GIVEN REQUEST
Transcribe the data that follows precisely, omitting nothing.

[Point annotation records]
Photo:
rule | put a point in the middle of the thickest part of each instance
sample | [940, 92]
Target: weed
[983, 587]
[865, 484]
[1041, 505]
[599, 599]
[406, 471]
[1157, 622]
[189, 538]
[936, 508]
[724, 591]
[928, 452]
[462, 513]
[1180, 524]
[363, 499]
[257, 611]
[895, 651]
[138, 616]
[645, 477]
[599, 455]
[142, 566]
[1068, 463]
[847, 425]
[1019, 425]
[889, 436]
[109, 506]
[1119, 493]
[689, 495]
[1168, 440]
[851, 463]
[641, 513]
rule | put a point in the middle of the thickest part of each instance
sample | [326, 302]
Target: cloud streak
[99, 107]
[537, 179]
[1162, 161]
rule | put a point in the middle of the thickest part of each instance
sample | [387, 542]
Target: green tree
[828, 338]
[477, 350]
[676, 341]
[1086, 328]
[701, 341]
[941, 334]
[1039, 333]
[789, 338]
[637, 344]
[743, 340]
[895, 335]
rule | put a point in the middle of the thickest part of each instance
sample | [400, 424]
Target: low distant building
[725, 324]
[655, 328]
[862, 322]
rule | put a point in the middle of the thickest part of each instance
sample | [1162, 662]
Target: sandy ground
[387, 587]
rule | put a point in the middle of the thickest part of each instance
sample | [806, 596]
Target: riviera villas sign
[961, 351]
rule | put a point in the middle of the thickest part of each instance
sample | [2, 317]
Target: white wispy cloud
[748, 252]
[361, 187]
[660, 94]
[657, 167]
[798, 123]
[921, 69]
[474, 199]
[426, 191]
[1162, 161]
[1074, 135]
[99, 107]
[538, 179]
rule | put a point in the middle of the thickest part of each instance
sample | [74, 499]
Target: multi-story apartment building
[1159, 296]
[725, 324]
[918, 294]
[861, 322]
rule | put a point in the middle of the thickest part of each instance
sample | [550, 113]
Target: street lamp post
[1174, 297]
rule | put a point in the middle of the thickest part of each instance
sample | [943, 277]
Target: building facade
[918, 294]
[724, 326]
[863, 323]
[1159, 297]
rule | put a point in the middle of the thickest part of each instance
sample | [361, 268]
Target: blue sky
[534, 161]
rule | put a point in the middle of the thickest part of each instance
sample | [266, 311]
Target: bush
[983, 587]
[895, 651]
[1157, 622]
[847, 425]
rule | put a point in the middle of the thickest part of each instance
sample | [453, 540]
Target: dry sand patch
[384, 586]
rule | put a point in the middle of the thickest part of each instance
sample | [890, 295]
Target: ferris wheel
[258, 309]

RESPONSE FOR THIS EXERCISE
Photo:
rule | put a point in the middle of the thickest part of each instance
sample | [940, 92]
Target: weed
[983, 587]
[865, 484]
[1041, 505]
[599, 599]
[406, 471]
[1157, 622]
[189, 538]
[936, 508]
[724, 591]
[928, 452]
[462, 513]
[1180, 524]
[363, 499]
[257, 611]
[895, 651]
[138, 616]
[645, 477]
[599, 455]
[142, 566]
[1068, 463]
[847, 425]
[1019, 425]
[889, 436]
[109, 506]
[1119, 493]
[689, 495]
[1168, 440]
[851, 463]
[641, 513]
rule | put a point in the middle of the thickest part of each instance
sample | [326, 302]
Target: cloud streak
[99, 107]
[537, 179]
[1162, 161]
rule | put a point in the middle of the thickest part of each instance
sample | [387, 542]
Target: green tree
[828, 338]
[477, 350]
[676, 341]
[1086, 328]
[701, 341]
[941, 334]
[1039, 333]
[789, 338]
[637, 344]
[743, 340]
[895, 335]
rule | put a point in the middle of the thickest part of each instance
sample | [400, 424]
Target: low distant building
[725, 324]
[655, 328]
[862, 322]
rule | put a point in the middle of the thickest part of each instance
sample | [1162, 662]
Target: sandy ground
[387, 587]
rule | put a point in the middle of the thickest part of each instance
sample | [806, 596]
Target: riviera villas sign
[961, 351]
rule | put a point in the middle of the thickest part of each instance
sample | [2, 317]
Target: white wispy cloud
[748, 252]
[361, 187]
[660, 94]
[657, 167]
[798, 123]
[921, 69]
[474, 199]
[426, 191]
[1162, 161]
[1074, 135]
[99, 107]
[538, 179]
rule | put a point in the middle of the thickest part of each instance
sample | [74, 499]
Target: multi-story apartment building
[1159, 296]
[725, 324]
[918, 294]
[861, 322]
rule | put a point in the middle of the thickest part of each instance
sample | [550, 113]
Target: street lamp post
[1174, 297]
rule | put a point in the middle of the thickest part of each instance
sample | [943, 277]
Target: building facade
[918, 294]
[724, 326]
[863, 323]
[1159, 297]
rule | put a point in the middle of the thickest part of each instance
sample | [361, 268]
Target: blue sky
[534, 161]
rule | put a point in the middle of the thickest part of each instance
sample | [266, 311]
Target: bush
[983, 587]
[895, 651]
[1157, 622]
[847, 425]
rule | put a point in the middle of the thickest part of each instance
sample | [453, 540]
Target: dry sand patch
[384, 586]
rule | put a point in the middle of the thickest part of each instance
sample | [890, 295]
Target: ferris wheel
[258, 309]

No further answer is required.